Items listed in a dataset:
* * * * * * *

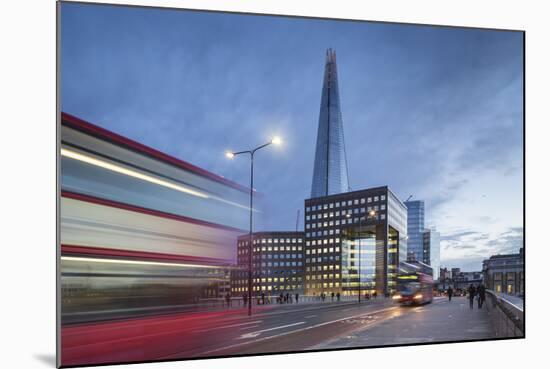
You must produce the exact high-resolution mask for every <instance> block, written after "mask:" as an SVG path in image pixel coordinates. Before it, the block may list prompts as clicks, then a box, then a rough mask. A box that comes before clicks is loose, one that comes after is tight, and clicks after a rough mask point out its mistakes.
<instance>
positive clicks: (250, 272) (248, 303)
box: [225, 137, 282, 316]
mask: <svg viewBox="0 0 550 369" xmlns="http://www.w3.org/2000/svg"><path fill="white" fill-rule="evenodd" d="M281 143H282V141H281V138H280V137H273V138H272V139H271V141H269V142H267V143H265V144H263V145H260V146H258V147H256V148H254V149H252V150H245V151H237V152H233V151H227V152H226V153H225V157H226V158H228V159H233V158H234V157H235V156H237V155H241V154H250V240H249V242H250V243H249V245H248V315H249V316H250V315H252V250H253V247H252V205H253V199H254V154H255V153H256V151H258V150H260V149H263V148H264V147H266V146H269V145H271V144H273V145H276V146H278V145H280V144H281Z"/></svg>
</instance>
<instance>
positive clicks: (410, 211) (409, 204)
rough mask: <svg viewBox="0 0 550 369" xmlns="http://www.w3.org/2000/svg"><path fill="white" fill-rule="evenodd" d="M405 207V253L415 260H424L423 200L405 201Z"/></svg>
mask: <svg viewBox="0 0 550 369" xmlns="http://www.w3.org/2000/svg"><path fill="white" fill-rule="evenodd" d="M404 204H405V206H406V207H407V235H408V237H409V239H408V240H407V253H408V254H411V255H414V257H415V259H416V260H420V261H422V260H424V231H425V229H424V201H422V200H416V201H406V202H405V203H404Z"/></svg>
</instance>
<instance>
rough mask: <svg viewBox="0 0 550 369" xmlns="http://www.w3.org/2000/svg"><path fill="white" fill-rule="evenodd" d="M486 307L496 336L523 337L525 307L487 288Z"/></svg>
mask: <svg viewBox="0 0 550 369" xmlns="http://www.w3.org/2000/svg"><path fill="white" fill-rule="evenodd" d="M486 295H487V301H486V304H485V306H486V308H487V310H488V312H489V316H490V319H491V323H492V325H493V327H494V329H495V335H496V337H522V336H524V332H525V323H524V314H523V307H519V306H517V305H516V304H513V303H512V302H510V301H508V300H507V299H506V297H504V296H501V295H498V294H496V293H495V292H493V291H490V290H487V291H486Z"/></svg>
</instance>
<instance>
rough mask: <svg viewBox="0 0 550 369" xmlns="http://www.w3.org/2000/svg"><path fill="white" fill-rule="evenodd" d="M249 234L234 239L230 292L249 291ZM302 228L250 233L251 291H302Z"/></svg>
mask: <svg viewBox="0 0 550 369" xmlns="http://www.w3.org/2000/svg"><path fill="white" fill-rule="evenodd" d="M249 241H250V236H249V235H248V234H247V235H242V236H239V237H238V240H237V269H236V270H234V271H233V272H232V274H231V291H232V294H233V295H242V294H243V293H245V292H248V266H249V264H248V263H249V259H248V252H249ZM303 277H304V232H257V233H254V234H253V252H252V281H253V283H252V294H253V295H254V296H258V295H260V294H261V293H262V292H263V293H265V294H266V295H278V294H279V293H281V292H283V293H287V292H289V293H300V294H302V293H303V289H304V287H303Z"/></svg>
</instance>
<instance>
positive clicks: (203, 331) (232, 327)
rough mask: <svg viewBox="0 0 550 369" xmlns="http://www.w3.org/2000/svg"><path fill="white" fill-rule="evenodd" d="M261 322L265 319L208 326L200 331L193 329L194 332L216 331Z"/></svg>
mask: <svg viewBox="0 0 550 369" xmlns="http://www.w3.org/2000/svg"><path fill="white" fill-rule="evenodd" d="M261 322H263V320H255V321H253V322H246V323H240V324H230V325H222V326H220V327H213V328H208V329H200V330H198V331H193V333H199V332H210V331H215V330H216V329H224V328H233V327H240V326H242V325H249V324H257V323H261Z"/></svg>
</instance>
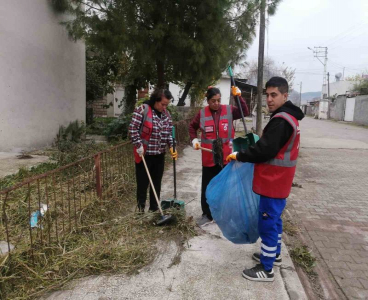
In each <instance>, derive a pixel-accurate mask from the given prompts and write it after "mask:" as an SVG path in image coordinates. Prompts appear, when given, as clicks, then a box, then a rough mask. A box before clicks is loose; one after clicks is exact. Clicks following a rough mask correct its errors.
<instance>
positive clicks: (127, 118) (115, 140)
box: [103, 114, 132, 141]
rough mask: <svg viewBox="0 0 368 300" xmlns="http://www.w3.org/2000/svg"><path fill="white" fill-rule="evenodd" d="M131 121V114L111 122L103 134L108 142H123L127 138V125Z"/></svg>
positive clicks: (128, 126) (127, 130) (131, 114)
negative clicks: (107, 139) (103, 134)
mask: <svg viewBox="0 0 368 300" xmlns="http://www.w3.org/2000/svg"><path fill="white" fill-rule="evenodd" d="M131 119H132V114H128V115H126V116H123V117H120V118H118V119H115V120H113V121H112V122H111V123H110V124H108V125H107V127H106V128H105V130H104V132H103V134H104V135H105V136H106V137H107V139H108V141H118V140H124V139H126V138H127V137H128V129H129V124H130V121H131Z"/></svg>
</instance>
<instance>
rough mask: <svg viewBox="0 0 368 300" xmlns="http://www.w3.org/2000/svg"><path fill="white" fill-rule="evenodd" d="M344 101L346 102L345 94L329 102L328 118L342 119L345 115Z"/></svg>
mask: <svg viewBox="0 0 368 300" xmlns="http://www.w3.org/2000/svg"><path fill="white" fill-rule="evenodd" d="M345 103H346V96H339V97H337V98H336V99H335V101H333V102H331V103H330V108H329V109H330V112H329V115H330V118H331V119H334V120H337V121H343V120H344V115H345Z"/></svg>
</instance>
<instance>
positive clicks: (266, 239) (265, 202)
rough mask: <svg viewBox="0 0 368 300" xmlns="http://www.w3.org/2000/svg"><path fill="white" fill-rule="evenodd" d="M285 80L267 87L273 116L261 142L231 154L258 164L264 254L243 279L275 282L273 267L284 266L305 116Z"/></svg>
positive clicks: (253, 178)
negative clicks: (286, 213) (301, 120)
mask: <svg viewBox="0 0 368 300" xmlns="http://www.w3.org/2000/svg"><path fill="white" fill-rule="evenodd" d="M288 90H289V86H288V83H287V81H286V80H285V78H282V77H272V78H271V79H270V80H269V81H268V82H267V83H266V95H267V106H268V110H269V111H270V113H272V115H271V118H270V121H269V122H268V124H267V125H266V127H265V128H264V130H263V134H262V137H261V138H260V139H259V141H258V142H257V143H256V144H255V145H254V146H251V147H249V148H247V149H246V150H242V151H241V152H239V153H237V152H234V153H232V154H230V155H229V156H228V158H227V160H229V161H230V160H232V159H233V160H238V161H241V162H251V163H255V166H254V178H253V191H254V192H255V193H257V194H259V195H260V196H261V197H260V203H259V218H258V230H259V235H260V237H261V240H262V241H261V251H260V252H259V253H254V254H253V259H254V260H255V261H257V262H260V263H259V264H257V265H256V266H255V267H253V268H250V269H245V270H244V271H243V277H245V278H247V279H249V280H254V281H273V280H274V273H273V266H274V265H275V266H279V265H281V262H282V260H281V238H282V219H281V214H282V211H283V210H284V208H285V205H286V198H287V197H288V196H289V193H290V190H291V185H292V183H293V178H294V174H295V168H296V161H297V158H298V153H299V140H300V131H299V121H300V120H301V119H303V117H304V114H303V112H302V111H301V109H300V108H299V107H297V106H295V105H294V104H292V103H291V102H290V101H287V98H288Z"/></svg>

* * * * * * *

Required work -
Output the lines above exactly, but only those between the line holding "In each <instance>, derive" and the line holding "box: [103, 114, 132, 141]", inclusive.

Result of the exercise -
In each <instance>, derive a pixel-accurate mask from the given prompts and write it after "mask:" as an SVG path in image coordinates. Prompts appear, when given, as clicks, then a box, then a rough mask. A box before clicks is loose; one after clicks is exact. Clicks following a rough mask correct its errors.
<instance>
positive clicks: (127, 118) (115, 140)
box: [103, 114, 132, 141]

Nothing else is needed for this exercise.